Activity: Give back an exact copy of the entries beneath, minus the pictures.

== == ==

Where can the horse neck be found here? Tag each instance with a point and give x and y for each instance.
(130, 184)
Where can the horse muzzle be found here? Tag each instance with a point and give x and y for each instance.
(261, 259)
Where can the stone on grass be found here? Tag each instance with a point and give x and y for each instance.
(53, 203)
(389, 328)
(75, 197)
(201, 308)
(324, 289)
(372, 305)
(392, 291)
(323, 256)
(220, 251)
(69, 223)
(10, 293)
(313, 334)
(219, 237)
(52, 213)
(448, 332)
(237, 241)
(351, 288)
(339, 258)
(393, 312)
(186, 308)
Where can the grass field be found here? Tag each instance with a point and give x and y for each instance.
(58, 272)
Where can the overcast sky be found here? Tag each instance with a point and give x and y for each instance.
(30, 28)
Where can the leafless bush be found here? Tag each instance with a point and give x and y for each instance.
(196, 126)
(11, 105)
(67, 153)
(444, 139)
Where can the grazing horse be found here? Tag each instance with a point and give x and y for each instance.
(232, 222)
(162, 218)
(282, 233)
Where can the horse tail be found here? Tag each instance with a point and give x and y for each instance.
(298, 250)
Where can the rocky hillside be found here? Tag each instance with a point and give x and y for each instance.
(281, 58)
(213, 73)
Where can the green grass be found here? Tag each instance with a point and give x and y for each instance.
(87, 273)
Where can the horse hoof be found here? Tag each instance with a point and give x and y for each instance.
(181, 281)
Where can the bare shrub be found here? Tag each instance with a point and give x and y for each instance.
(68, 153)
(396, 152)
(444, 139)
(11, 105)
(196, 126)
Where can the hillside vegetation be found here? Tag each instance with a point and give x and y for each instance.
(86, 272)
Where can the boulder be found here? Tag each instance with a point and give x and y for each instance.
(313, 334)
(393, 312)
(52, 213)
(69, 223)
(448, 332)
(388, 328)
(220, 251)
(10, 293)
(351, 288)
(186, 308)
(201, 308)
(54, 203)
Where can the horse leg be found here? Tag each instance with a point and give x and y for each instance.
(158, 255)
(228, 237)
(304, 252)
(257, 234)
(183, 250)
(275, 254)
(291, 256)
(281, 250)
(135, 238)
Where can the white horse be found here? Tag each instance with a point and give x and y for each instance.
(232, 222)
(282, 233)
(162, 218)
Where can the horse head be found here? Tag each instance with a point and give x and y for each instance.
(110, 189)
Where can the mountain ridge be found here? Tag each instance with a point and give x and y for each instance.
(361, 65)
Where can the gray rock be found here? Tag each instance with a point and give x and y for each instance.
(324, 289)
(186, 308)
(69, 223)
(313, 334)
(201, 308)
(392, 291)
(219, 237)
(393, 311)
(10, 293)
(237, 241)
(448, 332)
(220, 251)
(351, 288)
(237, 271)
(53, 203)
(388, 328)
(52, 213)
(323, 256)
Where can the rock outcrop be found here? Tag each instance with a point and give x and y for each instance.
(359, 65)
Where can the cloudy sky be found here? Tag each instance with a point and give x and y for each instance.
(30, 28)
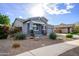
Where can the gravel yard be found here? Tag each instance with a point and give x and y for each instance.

== == ==

Result of this task:
Where can the horse neck be found here? Tag each instance with a point and give x and y for each instance.
(130, 184)
Where can the horse muzzle be found here? Tag each instance with a point and give x and y for each instance.
(261, 259)
Where can the stone on grass be found here? Tag each instance with a point and give x and y for each instance.
(53, 203)
(389, 328)
(75, 197)
(201, 308)
(324, 289)
(372, 305)
(392, 291)
(323, 256)
(220, 251)
(69, 223)
(10, 293)
(313, 334)
(219, 237)
(52, 213)
(448, 332)
(237, 241)
(351, 288)
(339, 258)
(393, 312)
(186, 308)
Where can the grass field be found here? Tag each instance with a point and give x and y for each instance.
(58, 272)
Where can the overcast sky be found here? Tag each instance with a point and give x and y for each instance.
(30, 28)
Where can the leafless bush be found here? Tag each instance with a point and give x and y for each instance.
(196, 126)
(11, 105)
(67, 153)
(444, 139)
Where can the grazing horse be found here? Tag each instance with a point and give x and y for each instance.
(232, 222)
(162, 218)
(282, 233)
Where can the horse tail be found here? Tag each instance with a point and give x and y for each instance.
(298, 250)
Where can the rocky hillside be found here? Tag each instance with a point and give x and y for each instance.
(281, 58)
(213, 73)
Where can the green grass be found here? Tag each instance with a point and give x and y for each instance.
(87, 273)
Where can the horse hoof be found here? Tag each instance with a point and give x and y for each instance.
(181, 281)
Where can the bare shrub be found here? Tag each instance with a point and give x and y for each instance.
(68, 153)
(396, 152)
(444, 139)
(11, 105)
(196, 126)
Where can the hillside vegetation be found here? Tag each instance with a point and give x and y for each instance.
(86, 272)
Where can the boulder be found here? Tag each instance with a point and give x and y for each instance.
(313, 334)
(393, 312)
(52, 213)
(69, 223)
(448, 332)
(388, 328)
(220, 251)
(10, 293)
(351, 288)
(186, 308)
(201, 308)
(54, 203)
Where can the horse leg be found here? Tag each instance with a point and give x and y for each instance.
(158, 255)
(228, 237)
(304, 252)
(257, 234)
(183, 250)
(275, 254)
(291, 256)
(281, 250)
(135, 238)
Where can the white horse be found here? Tag each instance with a point and give x and y for each instance.
(232, 222)
(282, 233)
(162, 218)
Where can the horse head be found here? Tag each instance with a point and give x and y for each instance.
(110, 189)
Where can the mountain ridge be found here? Tag each instance with a point and give x and y for each instance.
(361, 65)
Where can the gray rock be found here? Tag each instance with a point and give x and y for each instance.
(324, 289)
(186, 308)
(69, 223)
(313, 334)
(201, 308)
(392, 291)
(219, 237)
(393, 311)
(10, 293)
(237, 241)
(448, 332)
(220, 251)
(351, 288)
(237, 271)
(53, 203)
(388, 328)
(52, 213)
(323, 256)
Where can the rock outcrop be found here? Tag each instance with a point and give x and y for each instance.
(359, 65)
Where can the cloudy sky be found here? Tag each instance with a point and give x and y for each instance.
(30, 28)
Where can the gravel yard be found here? Tag each instance with a point and give x and y for each instance.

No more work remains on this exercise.